Saturday, October 31, 2009

Caribbean cookware





It's a half-sunny, half-grey, blustery Saturday afternoon. The last day of October. Well, yes, Halloween. Micael is out riding (his trials bike) and I'm staying in to get some homework done. I guess you can tell by now the homework-doing is not so successful. I'll get to it, I promise.


I have a pot of pinto beans on the oven, simmering with garlic, and am LOVING checking on them because it means I get to admire our new Le Creuset dutch oven. I think I'm obsessed with these pots because, first of all, they come in good, rich colors, and then they are so solid--they feel like they will last forever. And beyond that, I know it's a good pot. It's made of cast iron and covered with enamel and keeps its heat as if it were an oven itself. I've been doing a ton of research the past week or so on cookware, ever since I read in the cookbible that aluminum cookware is not recommended. I checked our pots and yep...aluminum. I did some searching online, and apparently, cooking with aluminum (even with foil) is thought to cause Alzheimers. Wow. Ok, aluminum is out. Which is a shame because these are nice pots that were handed down to me. What now?

I start looking at alternatives--stainless steel, cast iron, ceramic, glass. We were on the verge of buying a stainless steel set, but given my surprise about aluminum, I kept doing research to find out what could possibly be wrong with stainless--especially since most stainless steel cookware has aluminum in its base to distribute heat. Would that leach out eventually? I couldn't find any cookware that didn't have the aluminum base, and didn't trust the manufacturers to report everything that was in the cookware. After reading many reviews, I found out that stainless typically has chromium and nickel in it. I'm still unsure what the effects of these are, but it seems that many people (from reviews I read) were against the nickel. I still need to do more research on this, but I decided that if I could find an alternative, I would. So I kept searching.

**Entries provided**.

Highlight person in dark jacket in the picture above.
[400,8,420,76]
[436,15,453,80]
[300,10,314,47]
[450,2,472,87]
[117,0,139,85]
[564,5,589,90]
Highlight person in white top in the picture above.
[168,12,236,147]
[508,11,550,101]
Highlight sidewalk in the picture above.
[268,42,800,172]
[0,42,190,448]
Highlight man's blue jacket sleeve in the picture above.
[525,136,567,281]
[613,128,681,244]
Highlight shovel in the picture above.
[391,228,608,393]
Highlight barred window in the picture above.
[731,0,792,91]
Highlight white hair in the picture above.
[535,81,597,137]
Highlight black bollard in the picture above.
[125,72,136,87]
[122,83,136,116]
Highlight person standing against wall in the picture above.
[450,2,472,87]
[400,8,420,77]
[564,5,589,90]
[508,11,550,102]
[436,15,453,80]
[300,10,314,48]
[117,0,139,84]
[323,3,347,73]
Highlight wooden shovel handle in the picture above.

**Task goal**. From the cookware post above, copy the part that opens with the words containing "I start looking" and closes with "I kept searching.". Keep every word and mark unchanged.

**Exercise answer**.
I start looking at alternatives--stainless steel, cast iron, ceramic, glass. We were on the verge of buying a stainless steel set, but given my surprise about aluminum, I kept doing research to find out what could possibly be wrong with stainless--especially since most stainless steel cookware has aluminum in its base to distribute heat. Would that leach out eventually? I couldn't find any cookware that didn't have the aluminum base, and didn't trust the manufacturers to report everything that was in the cookware. After reading many reviews, I found out that stainless typically has chromium and nickel in it. I'm still unsure what the effects of these are, but it seems that many people (from reviews I read) were against the nickel. I still need to do more research on this, but I decided that if I could find an alternative, I would. So I kept searching.